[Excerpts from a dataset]
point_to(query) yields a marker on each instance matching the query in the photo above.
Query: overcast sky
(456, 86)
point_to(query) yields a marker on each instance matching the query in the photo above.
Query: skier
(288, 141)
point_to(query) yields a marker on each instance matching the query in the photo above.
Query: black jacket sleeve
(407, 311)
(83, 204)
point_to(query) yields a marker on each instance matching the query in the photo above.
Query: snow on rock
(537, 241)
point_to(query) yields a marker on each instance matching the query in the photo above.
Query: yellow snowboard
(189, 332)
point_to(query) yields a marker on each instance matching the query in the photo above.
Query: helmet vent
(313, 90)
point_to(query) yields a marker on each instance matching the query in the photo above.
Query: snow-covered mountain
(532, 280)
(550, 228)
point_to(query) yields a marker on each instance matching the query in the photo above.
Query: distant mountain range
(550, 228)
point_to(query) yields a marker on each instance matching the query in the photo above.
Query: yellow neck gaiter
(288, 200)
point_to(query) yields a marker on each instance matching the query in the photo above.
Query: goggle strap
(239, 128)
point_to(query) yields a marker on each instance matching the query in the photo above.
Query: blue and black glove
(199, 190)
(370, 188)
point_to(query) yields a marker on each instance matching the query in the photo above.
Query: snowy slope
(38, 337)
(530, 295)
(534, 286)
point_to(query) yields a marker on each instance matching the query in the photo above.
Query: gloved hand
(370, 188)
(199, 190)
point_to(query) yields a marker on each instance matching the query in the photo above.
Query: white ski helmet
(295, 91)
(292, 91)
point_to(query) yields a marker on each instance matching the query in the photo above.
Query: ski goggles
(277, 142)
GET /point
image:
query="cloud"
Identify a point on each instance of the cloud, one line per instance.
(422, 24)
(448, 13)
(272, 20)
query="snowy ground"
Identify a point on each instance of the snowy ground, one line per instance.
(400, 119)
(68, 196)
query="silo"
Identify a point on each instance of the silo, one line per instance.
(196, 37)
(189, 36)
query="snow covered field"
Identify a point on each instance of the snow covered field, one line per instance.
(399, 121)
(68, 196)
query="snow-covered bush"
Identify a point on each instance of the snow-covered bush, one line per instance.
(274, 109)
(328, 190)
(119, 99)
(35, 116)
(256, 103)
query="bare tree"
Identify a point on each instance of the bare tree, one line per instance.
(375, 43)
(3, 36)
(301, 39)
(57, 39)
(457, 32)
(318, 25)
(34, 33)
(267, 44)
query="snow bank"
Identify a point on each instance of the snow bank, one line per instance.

* [To do] Only the lines from the one containing "Query: snowy slope" through the last line of the records belong in the answer, each written out exactly.

* [Output below]
Query: snowy slope
(38, 337)
(530, 295)
(534, 286)
point_to(query) yields a marker on each instance matching the query in the photo above.
Query: gloved hand
(370, 188)
(199, 190)
point_to(query) yields a marker on each instance matching the query in the photo above.
Query: white ski helmet
(295, 91)
(292, 91)
point_to(query) yields a marker on each instance matching the query in the photo above.
Query: ski goggles
(277, 142)
GET /point
image:
query="cloud"
Identify a point on each instance of the cloud, one line per instance.
(422, 24)
(448, 13)
(272, 20)
query="snowy ground"
Identify a point on each instance of the snowy ground, one line per instance.
(400, 119)
(68, 196)
query="silo"
Identify a point on each instance of the silo, one line per instance.
(196, 37)
(189, 36)
query="snow covered field"
Identify a point on each instance of the snow covered field, one line per instance.
(399, 121)
(68, 196)
query="snow-covered bush"
Identify a point on each instance of the snow-covered bush, one line per instance.
(274, 109)
(328, 190)
(119, 99)
(35, 116)
(256, 103)
query="bare tree"
Identify a point on each instance of the bare tree, one line per instance.
(375, 43)
(3, 36)
(301, 39)
(57, 39)
(457, 32)
(318, 25)
(34, 33)
(267, 44)
query="snow bank"
Identify a point on each instance of the snow bank, one line per instance.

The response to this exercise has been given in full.